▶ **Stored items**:
++++++++++

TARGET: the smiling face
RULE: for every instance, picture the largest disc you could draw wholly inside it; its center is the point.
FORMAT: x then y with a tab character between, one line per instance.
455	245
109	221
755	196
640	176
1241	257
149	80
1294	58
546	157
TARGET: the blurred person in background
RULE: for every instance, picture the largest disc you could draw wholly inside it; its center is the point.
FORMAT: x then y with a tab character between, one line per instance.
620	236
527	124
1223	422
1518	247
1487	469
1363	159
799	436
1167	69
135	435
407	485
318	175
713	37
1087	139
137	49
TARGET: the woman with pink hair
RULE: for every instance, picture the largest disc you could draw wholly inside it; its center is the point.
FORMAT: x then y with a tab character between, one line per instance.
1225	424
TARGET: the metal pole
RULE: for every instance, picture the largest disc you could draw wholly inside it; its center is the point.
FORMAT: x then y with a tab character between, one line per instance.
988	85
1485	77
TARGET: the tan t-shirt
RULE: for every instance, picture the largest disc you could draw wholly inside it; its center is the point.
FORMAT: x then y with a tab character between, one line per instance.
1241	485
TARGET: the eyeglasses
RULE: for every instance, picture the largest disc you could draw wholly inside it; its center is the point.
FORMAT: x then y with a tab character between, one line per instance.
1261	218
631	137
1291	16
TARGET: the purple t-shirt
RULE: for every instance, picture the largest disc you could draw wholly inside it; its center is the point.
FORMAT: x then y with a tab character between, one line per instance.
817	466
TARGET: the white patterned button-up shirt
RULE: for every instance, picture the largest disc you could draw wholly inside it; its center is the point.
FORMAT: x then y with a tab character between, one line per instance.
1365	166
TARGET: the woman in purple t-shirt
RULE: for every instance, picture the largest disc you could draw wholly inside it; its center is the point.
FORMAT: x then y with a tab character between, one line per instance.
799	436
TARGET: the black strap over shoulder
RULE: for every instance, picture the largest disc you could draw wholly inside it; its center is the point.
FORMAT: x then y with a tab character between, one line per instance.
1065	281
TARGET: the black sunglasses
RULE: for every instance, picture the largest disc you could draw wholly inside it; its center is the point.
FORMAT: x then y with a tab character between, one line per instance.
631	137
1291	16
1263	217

++++++++++

▶ **Requirement**: Write out all of the records above exactly as they appear.

▶ **Complete response**:
TARGET: the smiling face
RULE: for every instance, picture the largest disc you could draw wholly inside it; its center is the point.
FORMAT: x then y with a tab character between, one line per instance.
455	245
109	221
755	196
640	176
1241	257
149	80
1294	58
546	157
TARGET: the blurred person in background
RULE: for every instance, picture the largest disc you could draw wholly inside it; its center is the point.
FORMAT: x then y with a tab character between, one line per instance.
620	236
527	124
1223	422
1518	247
1487	469
1363	159
799	436
1167	69
135	435
407	485
318	175
713	37
1087	139
137	49
TARGET: the woman with pink hair
RULE: for every instance, picture the largest disc you could draw wholly inside it; its center is the point.
FORMAT: x then y with a tab character between, one line per instance.
1225	424
TARGET: the metal pole
RULE: for every instance, picture the largest disc you could draw wholly inside it; its center is the point.
FORMAT: x then y with a tab character between, one line per instance.
988	85
1485	77
TARGET: the tan t-shirt
RULE: for every instance, picture the largest disc you could draw wholly inside it; its center is the point.
FORMAT: x then y with a tab character between, one line per instance.
1241	485
TARGET: the eyeglasses
RULE: for every instance, picture the largest disc you could draw wholly inside it; its center is the point.
FORMAT: x then y with a tab character between, one line per instance.
1261	218
631	137
1291	16
TARGET: the purple t-shirt
RULE: for every instance, picture the largest disc you could draw wholly inside it; its center is the point.
FORMAT: x then y with a tab character between, one line per instance.
817	466
TARGET: the white patterned button-up shirt
RULE: for every instance, picture the largest disc you could draw wholly inside it; its center is the point.
FORMAT: x then y with a tab character between, one line per instance.
1365	166
TARGET: the woman in purple t-shirt
RULE: for every instance, picture the largest disc you could draw wholly inside it; its center is the point.
FORMAT: x then y with a tab character between, one line per instance.
799	436
TARGET: the black strap over shoulder
RULE: for every instance, picture the largest disc you could draw wholly inside it; its center is the point.
FORMAT: x then y with a tab character between, one line per instance.
1065	281
TARGET: the black sunglasses
RULE: for every instance, picture the largest disc you could draw wholly inside it; its center is the point.
FORMAT: x then y with a tab character between, one line per instance.
631	137
1291	16
1263	217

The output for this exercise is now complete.